-- Data section start --

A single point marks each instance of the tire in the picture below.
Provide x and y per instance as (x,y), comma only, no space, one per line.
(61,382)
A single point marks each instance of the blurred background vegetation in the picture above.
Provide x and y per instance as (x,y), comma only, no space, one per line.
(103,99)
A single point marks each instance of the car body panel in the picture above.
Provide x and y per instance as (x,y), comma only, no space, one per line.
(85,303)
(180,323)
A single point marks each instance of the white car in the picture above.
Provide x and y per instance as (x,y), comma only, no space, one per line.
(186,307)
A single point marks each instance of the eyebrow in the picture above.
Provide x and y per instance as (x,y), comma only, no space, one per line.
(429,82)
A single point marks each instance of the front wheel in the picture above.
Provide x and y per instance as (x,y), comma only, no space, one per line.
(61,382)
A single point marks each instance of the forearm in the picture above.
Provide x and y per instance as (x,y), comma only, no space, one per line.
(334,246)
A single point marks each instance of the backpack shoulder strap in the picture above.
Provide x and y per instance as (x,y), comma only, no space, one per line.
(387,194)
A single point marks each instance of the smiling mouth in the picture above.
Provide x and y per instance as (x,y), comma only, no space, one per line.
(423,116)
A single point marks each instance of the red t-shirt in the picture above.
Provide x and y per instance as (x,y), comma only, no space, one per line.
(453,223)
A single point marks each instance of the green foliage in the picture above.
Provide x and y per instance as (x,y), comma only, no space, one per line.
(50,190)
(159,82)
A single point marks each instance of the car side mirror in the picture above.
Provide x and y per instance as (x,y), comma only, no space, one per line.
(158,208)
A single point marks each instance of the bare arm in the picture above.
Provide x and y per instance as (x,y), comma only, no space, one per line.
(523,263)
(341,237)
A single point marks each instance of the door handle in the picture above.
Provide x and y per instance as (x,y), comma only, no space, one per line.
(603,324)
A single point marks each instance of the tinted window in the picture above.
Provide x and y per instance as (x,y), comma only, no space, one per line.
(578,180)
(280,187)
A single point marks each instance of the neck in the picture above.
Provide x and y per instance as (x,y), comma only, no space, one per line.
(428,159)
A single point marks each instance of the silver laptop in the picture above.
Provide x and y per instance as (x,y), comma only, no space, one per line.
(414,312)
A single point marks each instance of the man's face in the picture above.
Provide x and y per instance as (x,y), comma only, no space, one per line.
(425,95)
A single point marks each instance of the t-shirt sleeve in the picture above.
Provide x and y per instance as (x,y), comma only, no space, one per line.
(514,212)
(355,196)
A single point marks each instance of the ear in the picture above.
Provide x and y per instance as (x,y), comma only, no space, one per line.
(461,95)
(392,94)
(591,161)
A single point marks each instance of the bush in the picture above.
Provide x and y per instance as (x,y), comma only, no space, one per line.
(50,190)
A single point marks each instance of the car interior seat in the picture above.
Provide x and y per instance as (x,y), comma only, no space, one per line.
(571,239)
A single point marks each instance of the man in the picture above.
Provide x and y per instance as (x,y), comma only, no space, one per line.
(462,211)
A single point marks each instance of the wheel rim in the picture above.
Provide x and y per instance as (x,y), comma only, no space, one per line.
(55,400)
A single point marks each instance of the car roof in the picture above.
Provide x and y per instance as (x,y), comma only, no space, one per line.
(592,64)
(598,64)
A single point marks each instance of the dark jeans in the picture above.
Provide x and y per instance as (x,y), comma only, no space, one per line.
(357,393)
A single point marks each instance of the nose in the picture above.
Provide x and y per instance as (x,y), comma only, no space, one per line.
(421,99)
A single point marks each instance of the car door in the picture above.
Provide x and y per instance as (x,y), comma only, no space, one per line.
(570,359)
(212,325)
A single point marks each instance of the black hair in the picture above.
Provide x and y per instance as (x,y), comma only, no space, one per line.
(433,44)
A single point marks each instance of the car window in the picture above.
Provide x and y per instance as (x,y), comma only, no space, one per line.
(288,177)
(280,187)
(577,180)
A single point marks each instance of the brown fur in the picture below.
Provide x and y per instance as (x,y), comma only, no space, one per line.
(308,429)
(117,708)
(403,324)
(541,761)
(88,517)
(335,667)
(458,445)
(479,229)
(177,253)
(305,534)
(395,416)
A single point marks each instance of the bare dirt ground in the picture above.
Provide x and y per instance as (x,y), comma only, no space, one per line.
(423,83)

-- Data section end --

▶ **What you should do**
Copy out all of the data exactly, leaving nothing out.

▶ **Exercise answer**
A single point marks each instance of the tire in the picture below.
Provide x and y per instance as (x,y), comma only, no space, one per line.
(61,382)
A single point marks each instance of the blurred background vegetation in the picture above.
Provide x and y per instance as (x,y), comma only, no space, one per line.
(103,99)
A single point marks each instance of the car body panel in the picture above.
Provide x and y per instance as (x,y), comma only, no space, one per line.
(85,303)
(180,323)
A single point marks each instance of the white car in the picture above.
Provide x and y per instance as (x,y), comma only, no space, one per line.
(186,307)
A single point marks each instance of the eyebrow in the picture above.
Provide x and y per instance as (x,y), comma only, no space, one per line.
(429,82)
A single point marks each instance of the front wheel in the picture above.
Provide x and y per instance as (x,y), comma only, no space, one per line.
(61,382)
A single point marks each instance of the forearm in the picture above.
Provide x and y per instance as (x,y), comma only, no space, one per line.
(334,246)
A single point marks each instance of the backpack shoulder strap in the picture above.
Provide x and y per instance as (x,y), comma only, no space, one per line.
(387,194)
A single point marks each instance of the smiling mouth in the picture above.
Provide x and y per instance as (x,y), comma only, no space, one per line.
(423,116)
A single point marks each instance of the red t-shirt in the picture above.
Provide x and y per instance as (x,y), comma only, no space, one per line.
(453,223)
A single point marks each instance of the green foliage in the picture above.
Provide x and y per instance as (x,y), comma only, no space, one per line.
(50,190)
(159,82)
A single point marks each instance of the car side mirror in the picture above.
Provide x and y per instance as (x,y), comma only, no space, one per line.
(158,208)
A single point marks each instance of the bare arm in the picture above.
Provide x and y per instance as (x,y), comma only, no space, one per line.
(523,263)
(341,237)
A single point marks each instance of the door handle in the picture above.
Provide x and y per instance as (x,y), comma only, no space, one per line.
(603,324)
A single point marks each instance of the tinted window in the picture above.
Provide x and y per instance as (x,y), comma only, no space, one per line.
(578,180)
(280,187)
A single point marks each instance of the neck in the picture above.
Provide x and y per instance as (x,y), comma only, no space, one per line.
(428,159)
A single point marks each instance of the silver laptop in the picture above.
Provide x and y per instance as (x,y), comma only, no space, one per line.
(414,312)
A single point marks each instance of the man's face in the picture above.
Provide x and y per instance as (x,y), comma only, no space, one per line.
(425,95)
A single point marks each instance of the t-shirt sleeve in the picture above.
Provide x and y per instance as (x,y), comma only, no space, one per line.
(514,212)
(355,196)
A single point marks each instance of the ear in the picture above.
Provide x and y per instance as (x,y), comma only, no space, one per line.
(461,95)
(392,94)
(591,161)
A single point marks each instance of the bush in the picture above.
Provide x and y per instance as (x,y), comma only, no space, one per line.
(50,190)
A single point marks each instance of the car interior seat in the picture above.
Provide x and y per instance as (x,y), comma only, no space, one per line.
(571,239)
A single point marks each instance of the man in the picture above.
Provide x and y per instance as (x,y), comma only, no space, one per line.
(462,211)
A single point marks each instance of the wheel rim in the picture above.
Provide x and y per instance as (x,y), comma only, no space, one per line.
(55,400)
A single point marks each instance of the car roof in the picture above.
Provide x and y per instance as (x,y), comma only, no space, one per line.
(592,64)
(598,64)
A single point marks each instance of the dark jeans in the picture above.
Provide x and y per instance as (x,y), comma only, no space, one per line.
(357,393)
A single point marks each instance of the nose in the picture above.
Provide x and y per instance as (x,y), comma only, no space, one per line.
(421,99)
A single point marks each instance of the car door in the picture above.
Provide x and y per instance as (x,y), comma only, no space, one per line.
(570,359)
(212,325)
A single point marks each instance of the black hair in the picture above.
Provide x and y per instance as (x,y), comma only, no space, one per line.
(433,44)
A single point marks each instance of the car window in the picture above.
Provide x and y per instance as (x,y), comma only, no space, one per line.
(288,177)
(280,187)
(577,180)
A single point marks each instance of the brown fur in the picture below.
Provide x and y per instance as (x,y), comma only, no space, one per line.
(308,429)
(117,708)
(403,324)
(541,761)
(88,517)
(335,667)
(458,445)
(479,229)
(177,253)
(305,534)
(395,416)
A single point marks each instance of the bare dirt ground in the picture above.
Provide x and y per instance as (x,y), comma only, no space, one per line.
(423,83)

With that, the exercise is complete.